• GEZEIGTER TEXT
%%

Lehrlingsmangel – ein akutes Problem

Die Bildungsstatistik 2017 offenbart, dass die Zahl der Liechtensteiner Lehrbetriebe seit Beginn der Erhebung in den Jahren 2006/07 nie tiefer lag als zuletzt: Während vor 12 Jahren noch 389 Lehrbetriebe in Liechtenstein angesiedelt waren, verringerte sich die Anzahl im vergangenen Jahr auf 303 Betriebe, die Lehrlinge ausbildeten.

Dieser Rückgang hängt unter anderem mit der ebenfalls rückläufigen Zahl der Lehrlinge selbst zusammen. 2016/17 wurden mit 1120 Lernenden 2,7 Prozent weniger Lehrlinge registriert als im Vorjahr. Der fünfjährige Mittelwert seit 2012/13 der in Liechtenstein Lernenden liegt bei 1168 Lehrlingen. Vor allem dieser Abwärtstrend sorgt in der hiesigen Wirtschaft schon jetzt für massive Probleme, die sich künftig weiter zuspitzen werden.

%%

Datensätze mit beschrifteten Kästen

%%

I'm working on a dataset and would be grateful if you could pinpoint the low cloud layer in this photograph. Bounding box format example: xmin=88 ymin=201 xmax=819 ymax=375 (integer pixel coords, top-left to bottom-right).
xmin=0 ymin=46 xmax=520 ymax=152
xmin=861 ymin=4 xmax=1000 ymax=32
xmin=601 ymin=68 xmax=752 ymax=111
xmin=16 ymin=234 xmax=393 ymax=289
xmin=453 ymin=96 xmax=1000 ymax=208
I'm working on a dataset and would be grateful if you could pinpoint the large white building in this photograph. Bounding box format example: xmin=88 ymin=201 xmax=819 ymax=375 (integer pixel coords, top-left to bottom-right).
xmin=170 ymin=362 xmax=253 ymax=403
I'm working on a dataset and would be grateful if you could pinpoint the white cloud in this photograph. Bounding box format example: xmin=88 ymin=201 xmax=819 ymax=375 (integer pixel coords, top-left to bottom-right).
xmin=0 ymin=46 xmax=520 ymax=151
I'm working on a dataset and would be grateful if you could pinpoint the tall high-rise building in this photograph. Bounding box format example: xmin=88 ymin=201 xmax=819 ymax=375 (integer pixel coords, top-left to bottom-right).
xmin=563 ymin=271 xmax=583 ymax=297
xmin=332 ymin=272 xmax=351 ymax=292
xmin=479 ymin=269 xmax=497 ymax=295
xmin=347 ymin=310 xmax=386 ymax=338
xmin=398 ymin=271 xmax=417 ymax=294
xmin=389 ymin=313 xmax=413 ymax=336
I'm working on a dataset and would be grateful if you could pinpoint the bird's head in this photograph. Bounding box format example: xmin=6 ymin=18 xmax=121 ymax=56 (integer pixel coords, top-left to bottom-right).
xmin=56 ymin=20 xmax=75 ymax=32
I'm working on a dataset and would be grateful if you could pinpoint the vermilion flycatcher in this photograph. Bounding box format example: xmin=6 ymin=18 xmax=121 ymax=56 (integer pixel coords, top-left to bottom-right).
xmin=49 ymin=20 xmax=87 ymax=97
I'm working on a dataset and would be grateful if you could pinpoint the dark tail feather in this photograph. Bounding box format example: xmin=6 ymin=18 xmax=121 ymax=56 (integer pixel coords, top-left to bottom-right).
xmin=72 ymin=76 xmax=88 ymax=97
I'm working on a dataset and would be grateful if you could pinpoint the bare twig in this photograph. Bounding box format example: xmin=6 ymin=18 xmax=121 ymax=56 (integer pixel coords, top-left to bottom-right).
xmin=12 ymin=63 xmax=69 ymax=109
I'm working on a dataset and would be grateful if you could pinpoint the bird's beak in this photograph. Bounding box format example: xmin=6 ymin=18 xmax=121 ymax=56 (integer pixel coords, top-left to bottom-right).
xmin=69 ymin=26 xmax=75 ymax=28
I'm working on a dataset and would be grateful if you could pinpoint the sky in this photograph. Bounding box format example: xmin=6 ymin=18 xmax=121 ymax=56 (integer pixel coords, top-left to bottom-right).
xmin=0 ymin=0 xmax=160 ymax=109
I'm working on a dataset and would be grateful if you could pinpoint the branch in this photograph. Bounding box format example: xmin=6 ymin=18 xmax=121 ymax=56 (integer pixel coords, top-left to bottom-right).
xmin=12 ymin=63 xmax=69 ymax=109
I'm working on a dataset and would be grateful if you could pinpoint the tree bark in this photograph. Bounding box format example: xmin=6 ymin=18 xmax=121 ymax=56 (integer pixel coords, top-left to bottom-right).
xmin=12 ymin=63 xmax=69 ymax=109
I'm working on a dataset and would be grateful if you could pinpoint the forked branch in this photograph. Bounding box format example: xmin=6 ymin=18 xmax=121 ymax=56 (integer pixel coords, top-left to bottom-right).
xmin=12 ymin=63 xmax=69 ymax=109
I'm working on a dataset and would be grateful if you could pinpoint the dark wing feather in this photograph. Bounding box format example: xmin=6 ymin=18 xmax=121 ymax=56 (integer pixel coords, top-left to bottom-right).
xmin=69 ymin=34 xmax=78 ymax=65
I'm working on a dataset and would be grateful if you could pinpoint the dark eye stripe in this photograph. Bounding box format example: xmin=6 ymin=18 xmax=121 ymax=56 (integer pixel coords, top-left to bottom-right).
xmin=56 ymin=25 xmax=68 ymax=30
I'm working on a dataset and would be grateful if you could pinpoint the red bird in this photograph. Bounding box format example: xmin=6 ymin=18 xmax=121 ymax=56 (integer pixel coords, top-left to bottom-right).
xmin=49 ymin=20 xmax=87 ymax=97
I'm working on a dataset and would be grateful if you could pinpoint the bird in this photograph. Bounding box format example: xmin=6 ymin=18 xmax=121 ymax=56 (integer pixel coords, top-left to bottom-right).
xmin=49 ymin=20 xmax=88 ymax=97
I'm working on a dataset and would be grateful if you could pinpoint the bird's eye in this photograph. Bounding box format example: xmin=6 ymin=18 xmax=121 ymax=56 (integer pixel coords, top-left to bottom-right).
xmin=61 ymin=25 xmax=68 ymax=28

%%

• AUFGABE
Schreib alle Jahreszahlen und Jahresangaben wie „2006/07“ heraus, die im Text über den Lehrlingsmangel stehen, in der Reihenfolge, in der sie vorkommen.

• FERTIGE ANTWORT
2017, 2006/07, 2016/17, 2012/13